**PROBLEM STATEMENT**:
Rewrite the rows below, starting with the line that contains "Task: set a pin on each instance of the drooping" and going on through the end of the rows. Shift each x and y coordinate in the answers up by 75, and leave the requests and their sample values unchanged.

------ MATERIAL FOR THIS EXERCISE ------

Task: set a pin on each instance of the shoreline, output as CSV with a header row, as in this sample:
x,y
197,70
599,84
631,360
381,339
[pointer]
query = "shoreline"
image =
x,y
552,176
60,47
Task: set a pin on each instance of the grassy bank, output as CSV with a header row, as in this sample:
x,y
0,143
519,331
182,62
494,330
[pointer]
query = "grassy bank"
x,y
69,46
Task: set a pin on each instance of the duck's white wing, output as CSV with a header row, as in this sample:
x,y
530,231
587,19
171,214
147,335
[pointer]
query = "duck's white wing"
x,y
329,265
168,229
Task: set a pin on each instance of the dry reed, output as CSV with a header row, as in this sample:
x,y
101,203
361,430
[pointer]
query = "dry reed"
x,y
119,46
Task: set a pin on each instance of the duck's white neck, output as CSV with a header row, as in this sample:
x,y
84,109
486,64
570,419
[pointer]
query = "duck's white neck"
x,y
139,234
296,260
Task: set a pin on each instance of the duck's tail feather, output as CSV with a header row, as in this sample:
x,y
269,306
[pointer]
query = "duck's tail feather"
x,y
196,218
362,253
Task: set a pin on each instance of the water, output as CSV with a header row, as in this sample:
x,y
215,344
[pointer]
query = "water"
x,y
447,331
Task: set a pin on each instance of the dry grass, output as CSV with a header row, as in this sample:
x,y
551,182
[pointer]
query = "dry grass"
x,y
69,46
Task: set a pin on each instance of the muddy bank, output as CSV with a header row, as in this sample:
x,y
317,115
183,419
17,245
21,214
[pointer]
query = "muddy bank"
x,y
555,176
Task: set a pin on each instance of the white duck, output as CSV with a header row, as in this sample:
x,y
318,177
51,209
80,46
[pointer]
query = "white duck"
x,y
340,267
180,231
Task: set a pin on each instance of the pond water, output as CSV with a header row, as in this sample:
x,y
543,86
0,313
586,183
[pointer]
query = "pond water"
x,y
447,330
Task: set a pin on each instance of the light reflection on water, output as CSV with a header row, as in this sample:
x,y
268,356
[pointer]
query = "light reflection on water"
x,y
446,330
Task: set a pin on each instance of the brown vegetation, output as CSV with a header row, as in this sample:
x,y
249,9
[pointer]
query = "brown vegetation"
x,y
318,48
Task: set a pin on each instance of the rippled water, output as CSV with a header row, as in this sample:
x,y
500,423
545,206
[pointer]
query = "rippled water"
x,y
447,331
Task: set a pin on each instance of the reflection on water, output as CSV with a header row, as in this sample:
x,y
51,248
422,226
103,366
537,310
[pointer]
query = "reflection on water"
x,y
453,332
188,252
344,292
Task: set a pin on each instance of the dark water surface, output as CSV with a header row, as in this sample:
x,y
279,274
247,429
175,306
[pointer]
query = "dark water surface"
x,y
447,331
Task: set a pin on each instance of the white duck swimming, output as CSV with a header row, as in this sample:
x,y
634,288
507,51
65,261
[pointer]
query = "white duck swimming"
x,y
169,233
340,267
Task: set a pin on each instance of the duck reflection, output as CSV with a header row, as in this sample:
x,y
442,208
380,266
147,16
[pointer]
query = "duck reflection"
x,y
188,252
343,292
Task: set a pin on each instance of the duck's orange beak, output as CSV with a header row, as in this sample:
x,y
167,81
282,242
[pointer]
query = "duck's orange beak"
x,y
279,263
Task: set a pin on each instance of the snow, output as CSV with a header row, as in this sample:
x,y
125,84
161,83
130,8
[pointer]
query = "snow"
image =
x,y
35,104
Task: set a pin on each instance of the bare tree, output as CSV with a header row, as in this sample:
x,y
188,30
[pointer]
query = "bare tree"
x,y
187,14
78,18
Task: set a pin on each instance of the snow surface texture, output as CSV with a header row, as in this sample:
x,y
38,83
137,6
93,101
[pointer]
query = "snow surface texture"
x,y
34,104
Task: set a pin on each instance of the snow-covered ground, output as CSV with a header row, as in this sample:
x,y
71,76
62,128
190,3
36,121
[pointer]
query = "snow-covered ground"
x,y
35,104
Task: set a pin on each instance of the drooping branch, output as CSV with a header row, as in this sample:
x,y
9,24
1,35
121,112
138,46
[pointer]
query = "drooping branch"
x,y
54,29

------

**OUTPUT BELOW**:
Task: set a pin on each instance of the drooping branch, output as CSV with a header row, as in this sample:
x,y
9,24
1,35
121,112
138,46
[pointer]
query = "drooping branch"
x,y
129,104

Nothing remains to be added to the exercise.